=== Set exercise ===
Can you convert every line of the listing below into a JSON list of strings, one string per line, with blank lines left out?

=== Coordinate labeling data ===
>>

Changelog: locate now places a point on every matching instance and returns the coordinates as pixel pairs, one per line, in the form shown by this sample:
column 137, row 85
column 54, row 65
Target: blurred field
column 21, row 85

<<

=== Task output ===
[
  "Changelog: locate now places a point on every matching instance and returns the coordinates as pixel pairs, one per line, in the form shown by this sample:",
  "column 137, row 85",
  "column 54, row 65",
  "Target: blurred field",
  "column 21, row 85"
]